§ TASK TO CARRY OUT:
Within the data that follows, set down exactly the lines from the one containing "The function MUST return, for every instance of the lotus" through the one containing "The function MUST return, for every instance of the person's", both ends included.

[Stored dataset items]
BEGIN

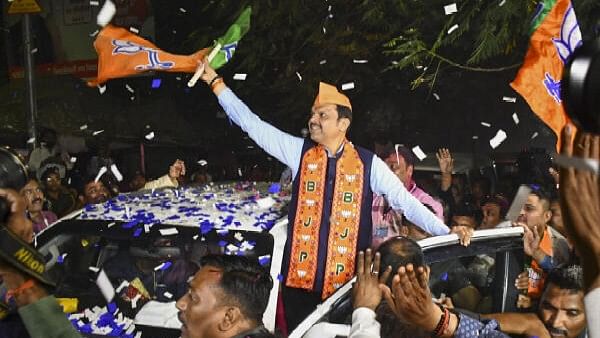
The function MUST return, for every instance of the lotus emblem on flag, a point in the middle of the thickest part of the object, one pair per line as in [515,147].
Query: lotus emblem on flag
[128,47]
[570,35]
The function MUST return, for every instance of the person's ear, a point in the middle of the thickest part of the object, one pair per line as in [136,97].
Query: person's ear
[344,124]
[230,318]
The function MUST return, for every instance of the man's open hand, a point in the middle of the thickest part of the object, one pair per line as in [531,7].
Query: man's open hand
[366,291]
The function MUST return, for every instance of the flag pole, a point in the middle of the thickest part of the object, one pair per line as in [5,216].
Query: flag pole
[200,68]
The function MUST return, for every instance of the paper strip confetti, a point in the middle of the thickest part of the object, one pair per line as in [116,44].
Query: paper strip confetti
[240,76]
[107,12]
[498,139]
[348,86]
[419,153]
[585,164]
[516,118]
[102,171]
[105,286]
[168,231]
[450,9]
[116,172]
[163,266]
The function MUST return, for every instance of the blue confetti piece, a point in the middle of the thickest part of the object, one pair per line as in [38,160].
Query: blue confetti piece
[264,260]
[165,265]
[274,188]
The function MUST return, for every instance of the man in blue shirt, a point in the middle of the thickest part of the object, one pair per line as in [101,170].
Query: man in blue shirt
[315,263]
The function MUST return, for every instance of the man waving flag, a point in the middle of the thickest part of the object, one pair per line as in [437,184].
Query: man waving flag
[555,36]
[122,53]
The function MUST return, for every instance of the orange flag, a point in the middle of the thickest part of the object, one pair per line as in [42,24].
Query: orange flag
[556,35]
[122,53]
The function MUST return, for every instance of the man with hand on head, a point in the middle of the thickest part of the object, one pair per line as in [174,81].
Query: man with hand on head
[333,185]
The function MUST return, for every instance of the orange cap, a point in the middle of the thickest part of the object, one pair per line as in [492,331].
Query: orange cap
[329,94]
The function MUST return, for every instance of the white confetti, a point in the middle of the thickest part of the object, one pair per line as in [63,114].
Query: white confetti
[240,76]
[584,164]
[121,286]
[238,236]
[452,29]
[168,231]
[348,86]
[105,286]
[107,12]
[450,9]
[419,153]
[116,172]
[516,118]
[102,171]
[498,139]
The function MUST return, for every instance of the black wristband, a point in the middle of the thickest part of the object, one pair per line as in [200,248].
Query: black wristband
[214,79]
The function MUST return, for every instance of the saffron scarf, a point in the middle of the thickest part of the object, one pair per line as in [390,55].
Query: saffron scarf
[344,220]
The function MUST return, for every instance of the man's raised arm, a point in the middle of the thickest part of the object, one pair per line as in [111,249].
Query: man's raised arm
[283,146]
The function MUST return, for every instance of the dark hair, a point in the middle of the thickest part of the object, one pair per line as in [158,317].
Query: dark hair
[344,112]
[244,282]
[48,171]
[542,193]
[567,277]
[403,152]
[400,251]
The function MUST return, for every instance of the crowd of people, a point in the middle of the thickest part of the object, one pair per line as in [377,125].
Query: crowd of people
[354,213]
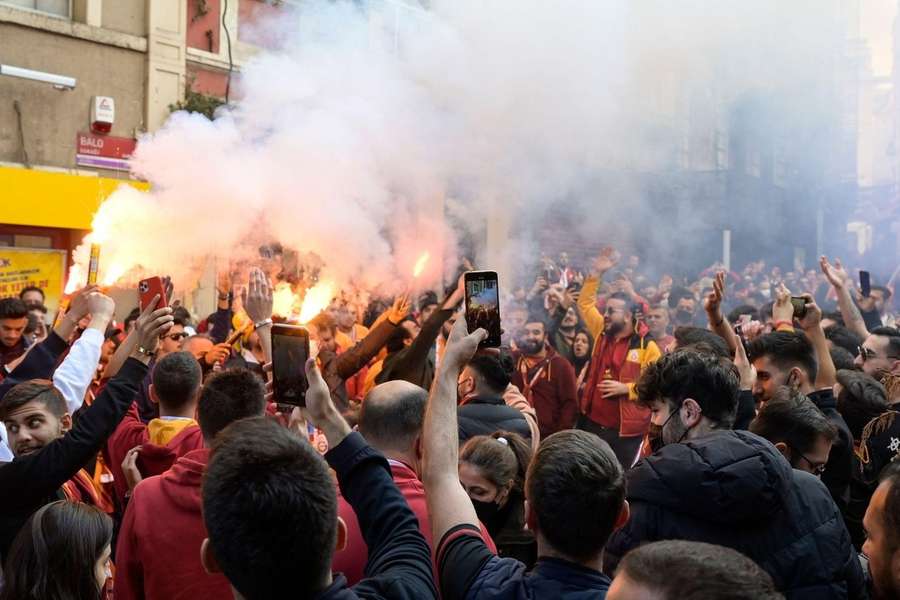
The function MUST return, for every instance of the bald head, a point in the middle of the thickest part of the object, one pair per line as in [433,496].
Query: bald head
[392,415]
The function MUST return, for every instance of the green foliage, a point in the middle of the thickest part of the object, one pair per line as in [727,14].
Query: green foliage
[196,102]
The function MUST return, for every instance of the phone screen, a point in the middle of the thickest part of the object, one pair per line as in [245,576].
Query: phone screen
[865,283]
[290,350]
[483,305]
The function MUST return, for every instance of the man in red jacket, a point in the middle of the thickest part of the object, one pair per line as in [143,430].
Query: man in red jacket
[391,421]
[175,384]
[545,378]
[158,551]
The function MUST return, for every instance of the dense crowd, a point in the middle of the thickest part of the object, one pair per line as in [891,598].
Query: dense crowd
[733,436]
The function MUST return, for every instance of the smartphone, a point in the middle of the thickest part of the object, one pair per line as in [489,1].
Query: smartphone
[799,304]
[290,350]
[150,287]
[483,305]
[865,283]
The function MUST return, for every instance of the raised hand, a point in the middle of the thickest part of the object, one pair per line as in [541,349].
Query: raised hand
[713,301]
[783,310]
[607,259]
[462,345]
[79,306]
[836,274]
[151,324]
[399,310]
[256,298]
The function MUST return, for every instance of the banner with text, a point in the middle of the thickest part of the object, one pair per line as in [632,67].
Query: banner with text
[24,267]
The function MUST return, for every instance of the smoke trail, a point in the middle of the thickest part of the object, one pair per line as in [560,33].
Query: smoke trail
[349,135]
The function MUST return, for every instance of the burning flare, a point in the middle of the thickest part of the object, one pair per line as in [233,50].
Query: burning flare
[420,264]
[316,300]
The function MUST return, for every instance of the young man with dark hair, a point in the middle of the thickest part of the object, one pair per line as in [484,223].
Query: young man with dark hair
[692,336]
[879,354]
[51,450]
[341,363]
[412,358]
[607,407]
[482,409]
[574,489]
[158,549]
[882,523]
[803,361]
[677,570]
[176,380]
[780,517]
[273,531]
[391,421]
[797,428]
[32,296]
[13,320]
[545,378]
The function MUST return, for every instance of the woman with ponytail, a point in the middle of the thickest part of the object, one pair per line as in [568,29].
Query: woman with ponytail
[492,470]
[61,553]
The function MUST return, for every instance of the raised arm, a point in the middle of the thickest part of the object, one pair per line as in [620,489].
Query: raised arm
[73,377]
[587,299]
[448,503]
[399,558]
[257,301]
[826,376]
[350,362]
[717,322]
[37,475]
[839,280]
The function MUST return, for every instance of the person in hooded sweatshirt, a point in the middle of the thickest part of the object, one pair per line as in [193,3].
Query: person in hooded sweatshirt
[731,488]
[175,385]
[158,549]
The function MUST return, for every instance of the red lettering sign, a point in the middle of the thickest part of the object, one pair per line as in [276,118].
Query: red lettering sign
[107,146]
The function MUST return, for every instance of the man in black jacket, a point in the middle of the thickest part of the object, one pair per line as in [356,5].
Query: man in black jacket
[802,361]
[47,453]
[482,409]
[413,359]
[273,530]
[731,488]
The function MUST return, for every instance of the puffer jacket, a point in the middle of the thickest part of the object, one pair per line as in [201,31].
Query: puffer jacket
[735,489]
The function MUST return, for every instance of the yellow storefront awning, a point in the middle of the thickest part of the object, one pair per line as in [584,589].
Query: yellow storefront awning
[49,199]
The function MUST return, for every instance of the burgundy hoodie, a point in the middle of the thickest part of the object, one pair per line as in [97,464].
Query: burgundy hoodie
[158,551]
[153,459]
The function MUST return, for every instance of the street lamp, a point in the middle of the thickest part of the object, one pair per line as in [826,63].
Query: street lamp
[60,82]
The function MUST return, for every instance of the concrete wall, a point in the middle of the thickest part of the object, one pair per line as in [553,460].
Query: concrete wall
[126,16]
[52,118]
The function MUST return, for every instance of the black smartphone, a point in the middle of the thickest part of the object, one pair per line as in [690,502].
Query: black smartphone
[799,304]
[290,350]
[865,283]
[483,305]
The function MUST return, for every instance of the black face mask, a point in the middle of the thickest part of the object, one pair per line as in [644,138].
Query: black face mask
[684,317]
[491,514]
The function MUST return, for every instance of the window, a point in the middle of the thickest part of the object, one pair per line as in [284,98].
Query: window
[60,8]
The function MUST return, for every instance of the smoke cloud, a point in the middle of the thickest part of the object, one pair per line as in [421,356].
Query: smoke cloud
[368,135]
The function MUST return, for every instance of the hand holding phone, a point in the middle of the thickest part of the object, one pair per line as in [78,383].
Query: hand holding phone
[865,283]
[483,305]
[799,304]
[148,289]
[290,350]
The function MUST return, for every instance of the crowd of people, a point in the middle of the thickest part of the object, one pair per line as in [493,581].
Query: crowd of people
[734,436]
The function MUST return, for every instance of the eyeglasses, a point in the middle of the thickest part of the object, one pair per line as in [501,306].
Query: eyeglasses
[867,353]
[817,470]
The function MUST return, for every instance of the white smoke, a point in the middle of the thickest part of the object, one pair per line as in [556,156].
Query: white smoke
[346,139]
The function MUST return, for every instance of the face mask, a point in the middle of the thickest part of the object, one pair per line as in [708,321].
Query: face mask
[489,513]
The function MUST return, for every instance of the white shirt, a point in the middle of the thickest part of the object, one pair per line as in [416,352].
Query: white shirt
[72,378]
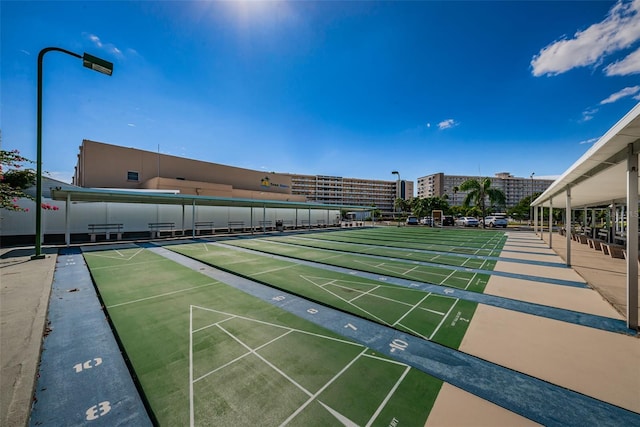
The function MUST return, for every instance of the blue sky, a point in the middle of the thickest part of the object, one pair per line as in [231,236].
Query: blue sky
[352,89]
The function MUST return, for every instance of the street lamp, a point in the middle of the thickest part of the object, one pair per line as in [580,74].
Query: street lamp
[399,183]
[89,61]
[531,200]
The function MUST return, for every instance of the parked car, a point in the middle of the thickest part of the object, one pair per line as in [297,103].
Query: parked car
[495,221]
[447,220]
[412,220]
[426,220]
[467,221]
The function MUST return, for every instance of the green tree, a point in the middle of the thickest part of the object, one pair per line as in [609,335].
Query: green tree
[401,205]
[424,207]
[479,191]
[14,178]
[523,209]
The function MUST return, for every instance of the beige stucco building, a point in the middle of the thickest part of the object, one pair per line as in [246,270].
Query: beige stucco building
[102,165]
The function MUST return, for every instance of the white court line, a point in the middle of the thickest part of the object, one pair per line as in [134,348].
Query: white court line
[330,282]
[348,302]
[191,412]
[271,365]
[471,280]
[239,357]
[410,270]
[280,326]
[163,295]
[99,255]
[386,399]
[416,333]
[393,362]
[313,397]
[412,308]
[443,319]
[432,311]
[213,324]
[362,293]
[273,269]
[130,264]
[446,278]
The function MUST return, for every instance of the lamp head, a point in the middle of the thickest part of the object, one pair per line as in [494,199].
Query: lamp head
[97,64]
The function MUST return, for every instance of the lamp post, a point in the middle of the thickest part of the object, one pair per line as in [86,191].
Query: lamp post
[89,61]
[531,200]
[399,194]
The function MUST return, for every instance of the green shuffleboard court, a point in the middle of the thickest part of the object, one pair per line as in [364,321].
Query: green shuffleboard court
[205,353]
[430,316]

END
BEGIN

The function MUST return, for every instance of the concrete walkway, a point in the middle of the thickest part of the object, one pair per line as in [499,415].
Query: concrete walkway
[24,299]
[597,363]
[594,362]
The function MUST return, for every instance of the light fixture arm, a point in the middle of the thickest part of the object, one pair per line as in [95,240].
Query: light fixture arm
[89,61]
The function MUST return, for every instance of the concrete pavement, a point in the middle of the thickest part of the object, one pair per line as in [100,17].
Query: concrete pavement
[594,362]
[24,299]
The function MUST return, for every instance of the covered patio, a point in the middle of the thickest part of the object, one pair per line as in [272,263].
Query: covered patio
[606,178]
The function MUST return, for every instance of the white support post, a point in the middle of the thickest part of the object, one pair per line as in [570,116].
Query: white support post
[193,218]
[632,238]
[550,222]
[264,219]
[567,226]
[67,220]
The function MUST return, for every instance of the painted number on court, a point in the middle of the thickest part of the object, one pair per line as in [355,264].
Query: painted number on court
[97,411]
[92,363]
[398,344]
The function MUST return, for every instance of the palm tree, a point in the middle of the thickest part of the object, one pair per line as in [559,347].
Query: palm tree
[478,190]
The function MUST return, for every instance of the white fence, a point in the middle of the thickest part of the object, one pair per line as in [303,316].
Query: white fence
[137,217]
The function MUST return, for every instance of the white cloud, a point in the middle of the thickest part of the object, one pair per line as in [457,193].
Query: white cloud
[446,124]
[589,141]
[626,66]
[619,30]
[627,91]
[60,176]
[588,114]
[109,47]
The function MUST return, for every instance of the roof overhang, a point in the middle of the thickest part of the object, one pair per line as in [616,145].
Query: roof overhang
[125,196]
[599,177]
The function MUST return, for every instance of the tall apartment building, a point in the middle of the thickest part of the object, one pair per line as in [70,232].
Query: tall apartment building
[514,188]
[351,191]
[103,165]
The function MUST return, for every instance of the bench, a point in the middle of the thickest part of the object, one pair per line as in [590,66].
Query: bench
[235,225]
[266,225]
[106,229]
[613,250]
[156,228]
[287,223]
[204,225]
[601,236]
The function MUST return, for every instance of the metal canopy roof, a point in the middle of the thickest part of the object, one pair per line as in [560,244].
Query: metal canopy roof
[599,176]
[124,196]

END
BEGIN

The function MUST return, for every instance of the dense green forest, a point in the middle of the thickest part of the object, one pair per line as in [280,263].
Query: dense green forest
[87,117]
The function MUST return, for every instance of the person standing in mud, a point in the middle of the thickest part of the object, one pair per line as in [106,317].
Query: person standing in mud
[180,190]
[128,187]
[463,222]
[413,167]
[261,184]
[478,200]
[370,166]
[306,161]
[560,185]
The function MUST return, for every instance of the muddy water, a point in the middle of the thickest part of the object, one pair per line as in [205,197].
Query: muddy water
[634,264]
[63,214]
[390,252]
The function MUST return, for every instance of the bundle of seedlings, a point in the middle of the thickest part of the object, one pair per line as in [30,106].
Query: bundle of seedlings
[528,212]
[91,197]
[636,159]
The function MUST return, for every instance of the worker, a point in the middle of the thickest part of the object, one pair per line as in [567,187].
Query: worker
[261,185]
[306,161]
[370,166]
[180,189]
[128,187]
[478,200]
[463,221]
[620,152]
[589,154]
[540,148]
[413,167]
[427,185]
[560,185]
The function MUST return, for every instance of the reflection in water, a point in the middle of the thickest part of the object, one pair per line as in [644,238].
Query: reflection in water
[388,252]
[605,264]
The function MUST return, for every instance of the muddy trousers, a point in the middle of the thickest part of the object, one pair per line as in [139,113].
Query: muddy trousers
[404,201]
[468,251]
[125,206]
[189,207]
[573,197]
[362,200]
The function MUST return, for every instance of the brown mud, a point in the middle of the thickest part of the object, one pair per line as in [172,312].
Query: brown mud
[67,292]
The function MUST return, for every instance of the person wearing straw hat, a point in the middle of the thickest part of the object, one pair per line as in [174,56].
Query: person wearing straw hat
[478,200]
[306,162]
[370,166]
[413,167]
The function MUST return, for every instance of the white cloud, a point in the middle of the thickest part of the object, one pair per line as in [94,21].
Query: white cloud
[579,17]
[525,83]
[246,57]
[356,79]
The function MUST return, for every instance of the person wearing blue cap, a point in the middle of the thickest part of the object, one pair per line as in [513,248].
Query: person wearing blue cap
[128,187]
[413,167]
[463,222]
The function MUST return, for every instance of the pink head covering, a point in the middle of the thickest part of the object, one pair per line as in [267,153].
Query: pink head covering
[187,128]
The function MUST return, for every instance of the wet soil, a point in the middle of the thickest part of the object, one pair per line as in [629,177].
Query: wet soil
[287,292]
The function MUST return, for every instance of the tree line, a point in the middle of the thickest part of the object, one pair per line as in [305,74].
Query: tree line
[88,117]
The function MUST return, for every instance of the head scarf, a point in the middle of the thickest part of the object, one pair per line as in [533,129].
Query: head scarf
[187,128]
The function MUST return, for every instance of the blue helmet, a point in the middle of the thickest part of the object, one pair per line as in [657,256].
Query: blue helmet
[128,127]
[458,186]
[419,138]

END

§ FINISHED TASK:
The function MUST return, for every instance of the lotus emblem on flag, a point in the middle of the thickest part of the object, one pair per line as in [515,147].
Query: lotus emblem on flag
[128,47]
[570,35]
The function MUST return, for every instance of the person's ear, a point in the middle of the thickest part of the object, one pair per line as in [136,97].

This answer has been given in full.